Passage provided >>
▬▬▬▬▬▬
# What to do now any views welcome please



## Catrina (Dec 27, 2011)

my partner of 13yrs started having an affair first it was ea then after a couple of weeks went physical, i caught him asked him to leave he did back to her, i was and still am devastated i had always thought of us as a happy couple with ups and downs like everybody else, he asked to come back and i took him back, he left again back to her 5 times in total he has been back at our home and five times he left, she has asked him to move in with her he told me doesnt want to???????????????? , first week of dec he contacted me said heloved me and was so so sorry for everything and could we try again he was crying like a baby i said ok we can try again everything ok ishfor about a week then i noticed a difference in him, restlesss, withdrew, sad,angry, i started retaliating over the hurt we had a very bad week or so, day before xmas eve we ... well to be honest me was trying to talk to him about his feelings i asked him for 100pc truth did he love her yes he said, do you love me yes he said, where do your loyalties lie who do you want to be with honestly her he said i am in shock, he said he loves her in a different and stronger way than me jesus what a xmas present, always before he said i was the person he loved even though he kept going back to her , she is away for xmas and new year and i know that as soon as she comes back hes gone.... again... i dont know what to do


----------



## EleGirl (Dec 3, 2011)

Tell him to leave now, he's not ready to commit to you. You are not married to him. So it's a lot easier to break this off. 

He's using you as a place to stay while she's gone.


----------



## Catrina (Dec 27, 2011)

all but one of the reconcilliations were his idea and every time he let me down and went again, i asked him why he wouldnt move in with her if he loved her so much his reply i dont want to, any question i asked was more or less the same answer... i dont know, jesus i wish the holidays were over, i shouldnt have got involved again i know but he promised and swore it was over on his side, btw its him that keeps it up hes always the first to contact her... and contact me too by the look of things, so hurt again, he is behaving as if nothing is happening im in denial at this person i thought i knew


----------



## EleGirl (Dec 3, 2011)

Catrina said:


> all but one of the reconcilliations were his idea and every time he let me down and went again, i asked him why he wouldnt move in with her if he loved her so much his reply i dont want to, any question i asked was more or less the same answer... i dont know, jesus i wish the holidays were over, i shouldnt have got involved again i know but he promised and swore it was over on his side, btw its him that keeps it up hes always the first to contact her... and contact me too by the look of things, so hurt again, he is behaving as if nothing is happening im in denial at this person i thought i knew


Do you know who she is? Maybe she is married or has a boyfriend living with her? Could this be why he won't move in with her?
▬▬▬▬▬▬
Object detection data >>
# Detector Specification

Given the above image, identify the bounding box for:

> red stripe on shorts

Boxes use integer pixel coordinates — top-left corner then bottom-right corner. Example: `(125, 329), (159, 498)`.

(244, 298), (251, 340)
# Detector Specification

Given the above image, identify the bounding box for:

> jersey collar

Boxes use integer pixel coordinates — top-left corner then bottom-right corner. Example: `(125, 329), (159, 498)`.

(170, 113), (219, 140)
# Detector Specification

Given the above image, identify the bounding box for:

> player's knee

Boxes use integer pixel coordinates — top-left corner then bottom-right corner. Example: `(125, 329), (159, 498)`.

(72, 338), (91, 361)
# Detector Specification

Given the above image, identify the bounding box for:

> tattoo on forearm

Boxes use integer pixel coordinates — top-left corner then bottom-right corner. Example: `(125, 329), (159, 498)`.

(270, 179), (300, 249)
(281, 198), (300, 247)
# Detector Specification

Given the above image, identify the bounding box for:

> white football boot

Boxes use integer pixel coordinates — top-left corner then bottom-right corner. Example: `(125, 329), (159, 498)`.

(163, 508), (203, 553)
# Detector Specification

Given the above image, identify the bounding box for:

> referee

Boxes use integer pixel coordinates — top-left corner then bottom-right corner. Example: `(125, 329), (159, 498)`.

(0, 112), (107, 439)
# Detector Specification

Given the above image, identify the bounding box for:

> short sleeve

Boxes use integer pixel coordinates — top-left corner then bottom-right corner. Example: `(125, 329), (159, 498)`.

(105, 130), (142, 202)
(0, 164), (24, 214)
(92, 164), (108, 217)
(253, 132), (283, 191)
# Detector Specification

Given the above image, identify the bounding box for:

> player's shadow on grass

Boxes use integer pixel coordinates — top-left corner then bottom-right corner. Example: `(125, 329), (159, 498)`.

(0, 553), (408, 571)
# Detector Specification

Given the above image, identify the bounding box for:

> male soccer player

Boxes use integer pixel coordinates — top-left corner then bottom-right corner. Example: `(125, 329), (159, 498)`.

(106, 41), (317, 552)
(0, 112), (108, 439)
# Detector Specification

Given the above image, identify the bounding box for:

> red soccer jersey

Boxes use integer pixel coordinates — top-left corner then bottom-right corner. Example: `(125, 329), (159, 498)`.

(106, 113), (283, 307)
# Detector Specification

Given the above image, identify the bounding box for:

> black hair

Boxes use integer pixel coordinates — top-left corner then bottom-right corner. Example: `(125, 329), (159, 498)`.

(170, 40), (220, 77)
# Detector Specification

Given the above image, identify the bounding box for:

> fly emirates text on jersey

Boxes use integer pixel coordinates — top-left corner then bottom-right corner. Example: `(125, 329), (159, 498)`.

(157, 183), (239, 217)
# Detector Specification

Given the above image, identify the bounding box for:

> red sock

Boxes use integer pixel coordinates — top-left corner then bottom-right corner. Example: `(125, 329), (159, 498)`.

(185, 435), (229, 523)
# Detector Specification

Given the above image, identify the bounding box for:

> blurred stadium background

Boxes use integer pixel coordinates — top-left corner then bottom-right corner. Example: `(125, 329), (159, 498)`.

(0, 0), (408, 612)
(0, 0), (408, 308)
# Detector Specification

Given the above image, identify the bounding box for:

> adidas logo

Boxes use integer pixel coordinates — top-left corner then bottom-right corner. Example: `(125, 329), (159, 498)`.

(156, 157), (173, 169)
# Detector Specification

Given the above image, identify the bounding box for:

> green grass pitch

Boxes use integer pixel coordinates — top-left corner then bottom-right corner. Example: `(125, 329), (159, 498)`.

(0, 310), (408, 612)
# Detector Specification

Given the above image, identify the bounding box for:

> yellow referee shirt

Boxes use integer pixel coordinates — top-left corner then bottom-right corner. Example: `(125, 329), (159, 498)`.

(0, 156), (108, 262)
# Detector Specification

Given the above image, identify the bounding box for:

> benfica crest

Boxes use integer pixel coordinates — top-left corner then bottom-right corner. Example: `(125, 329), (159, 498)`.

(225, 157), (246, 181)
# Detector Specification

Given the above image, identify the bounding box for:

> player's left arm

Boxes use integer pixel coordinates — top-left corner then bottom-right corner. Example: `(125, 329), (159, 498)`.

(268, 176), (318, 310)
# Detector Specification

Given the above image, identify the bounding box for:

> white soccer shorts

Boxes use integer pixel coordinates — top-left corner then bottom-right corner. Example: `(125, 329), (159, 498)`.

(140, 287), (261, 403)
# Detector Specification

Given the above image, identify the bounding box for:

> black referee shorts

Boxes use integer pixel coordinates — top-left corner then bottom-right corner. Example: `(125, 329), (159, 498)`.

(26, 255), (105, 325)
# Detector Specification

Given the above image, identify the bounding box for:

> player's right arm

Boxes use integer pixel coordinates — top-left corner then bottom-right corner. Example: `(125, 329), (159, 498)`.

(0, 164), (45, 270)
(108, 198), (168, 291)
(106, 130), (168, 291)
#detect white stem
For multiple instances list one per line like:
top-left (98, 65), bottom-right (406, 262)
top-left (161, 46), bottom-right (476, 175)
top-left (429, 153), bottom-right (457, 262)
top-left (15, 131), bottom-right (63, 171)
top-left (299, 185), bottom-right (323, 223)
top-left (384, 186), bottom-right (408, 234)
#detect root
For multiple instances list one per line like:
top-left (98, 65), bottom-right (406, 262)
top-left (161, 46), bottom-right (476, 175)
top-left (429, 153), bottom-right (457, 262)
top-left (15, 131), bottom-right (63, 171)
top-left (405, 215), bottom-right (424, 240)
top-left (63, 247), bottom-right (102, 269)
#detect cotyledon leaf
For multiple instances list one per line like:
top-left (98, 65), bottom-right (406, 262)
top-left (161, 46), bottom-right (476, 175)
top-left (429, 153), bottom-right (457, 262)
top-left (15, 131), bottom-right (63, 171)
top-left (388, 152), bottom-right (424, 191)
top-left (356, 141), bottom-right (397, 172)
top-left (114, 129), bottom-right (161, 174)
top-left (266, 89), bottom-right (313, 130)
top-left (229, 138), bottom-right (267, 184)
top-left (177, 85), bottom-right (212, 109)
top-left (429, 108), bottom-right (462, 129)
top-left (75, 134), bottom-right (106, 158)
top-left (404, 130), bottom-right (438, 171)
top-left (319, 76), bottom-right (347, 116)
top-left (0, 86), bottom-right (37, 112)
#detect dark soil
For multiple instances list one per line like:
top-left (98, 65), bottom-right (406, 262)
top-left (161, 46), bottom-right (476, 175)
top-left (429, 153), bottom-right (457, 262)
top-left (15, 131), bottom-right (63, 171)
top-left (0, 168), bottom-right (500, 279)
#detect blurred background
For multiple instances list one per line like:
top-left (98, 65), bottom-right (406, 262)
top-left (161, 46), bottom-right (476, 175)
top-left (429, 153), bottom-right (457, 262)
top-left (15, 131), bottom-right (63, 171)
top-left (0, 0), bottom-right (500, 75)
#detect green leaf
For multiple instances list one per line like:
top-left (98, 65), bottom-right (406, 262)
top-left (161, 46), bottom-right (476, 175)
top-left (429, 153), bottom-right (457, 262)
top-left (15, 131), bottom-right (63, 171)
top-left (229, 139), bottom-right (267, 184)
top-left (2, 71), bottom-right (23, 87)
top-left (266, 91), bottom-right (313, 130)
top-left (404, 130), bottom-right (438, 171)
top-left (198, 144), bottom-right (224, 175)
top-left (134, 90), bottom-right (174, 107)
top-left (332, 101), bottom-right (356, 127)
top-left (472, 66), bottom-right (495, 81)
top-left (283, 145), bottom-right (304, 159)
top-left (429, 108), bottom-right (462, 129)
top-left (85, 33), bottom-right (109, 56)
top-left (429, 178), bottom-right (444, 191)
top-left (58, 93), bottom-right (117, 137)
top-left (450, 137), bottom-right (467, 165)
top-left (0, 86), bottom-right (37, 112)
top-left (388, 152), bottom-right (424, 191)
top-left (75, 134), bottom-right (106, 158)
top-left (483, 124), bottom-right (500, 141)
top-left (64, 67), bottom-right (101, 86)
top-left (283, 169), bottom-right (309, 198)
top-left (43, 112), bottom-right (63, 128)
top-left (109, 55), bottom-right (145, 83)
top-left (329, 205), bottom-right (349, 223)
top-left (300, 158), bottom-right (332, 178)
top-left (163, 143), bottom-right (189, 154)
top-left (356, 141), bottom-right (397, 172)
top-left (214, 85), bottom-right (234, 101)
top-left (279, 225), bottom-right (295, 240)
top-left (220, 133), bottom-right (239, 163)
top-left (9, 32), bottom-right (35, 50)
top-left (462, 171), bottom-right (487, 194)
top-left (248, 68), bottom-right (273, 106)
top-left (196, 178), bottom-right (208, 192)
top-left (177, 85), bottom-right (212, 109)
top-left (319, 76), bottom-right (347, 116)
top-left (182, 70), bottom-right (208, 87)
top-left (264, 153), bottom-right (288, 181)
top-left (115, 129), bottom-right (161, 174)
▬▬▬▬▬▬
Required work >>
- a) According to the forum thread, how many times in total did Catrina's partner come back to their home and then leave again?
- b) Summarize the forum thread in two sentences.
- c) Resume the forum thread on Catrina's partner's affair from the point at which it stops.

Expected results >>
- a) Five times.

- b) Catrina writes that her partner of 13 years began an affair, returned to her and left for the other woman five times, and then told her shortly before Christmas that he loves the other woman in a different and stronger way. EleGirl advises her to tell him to leave because he is not ready to commit and is using her as a place to stay, and she then asks whether the other woman might be married or living with a boyfriend.

- c)
----------



## EleGirl (Dec 3, 2011)

He has done this 5 times. This is the 6th. Why would he take you seriously on this? You have shown so far that you are willing to take him back anytime she's not in town or doing something else. 

What you have been doing is not working. So why are you doing it again this time?

You are the one allowing this. He's just taking advantage of your lack of boundaries.


----------



## Catrina (Dec 27, 2011)

yes i know her kind of, and no she has no ties her husband died a couple of years ago,


----------



## sigma1299 (May 26, 2011)

He's cake eating and he'll continue to do so as long as you and the other woman allow him to.
_Posted via Mobile Device_


----------



## strugglinghusband (Nov 9, 2011)

sigma1299 said:


> He's cake eating and he'll continue to do so as long as you and the other woman allow him to.
> _Posted via Mobile Device_


:iagree:

Get strong, do a 180 to prepare yourself, use anger ,channel it 
to use as a tool to help you cope, you should be pissed as hell!!!

You can get thru this, it is not the end of the world (even though it feels that way), life goes on, become a better you for you and no one else...and most importantly, read on here, you have friends on here, people you have never met, care about YOU!!!


----------



## DanF (Sep 27, 2010)

As long as you allow him to, he will continue to walk all over you. This man is not committed to you or the OW. He's just getting his jollies knowing that two women want him.


----------



## Humble Married Man (Dec 18, 2011)

You are codependent OP.

I have seen other BSs behave this way before. I find it superficially similar to the cycle of abuse. The fact is, your bf has control over you. And by tolerating his behaviour, you are acting as his enabler.

I suppose that his actions could be considered a form of psychological abuse. Obviously, it isn't making you happy.

Is there anyone that you can talk to IRL?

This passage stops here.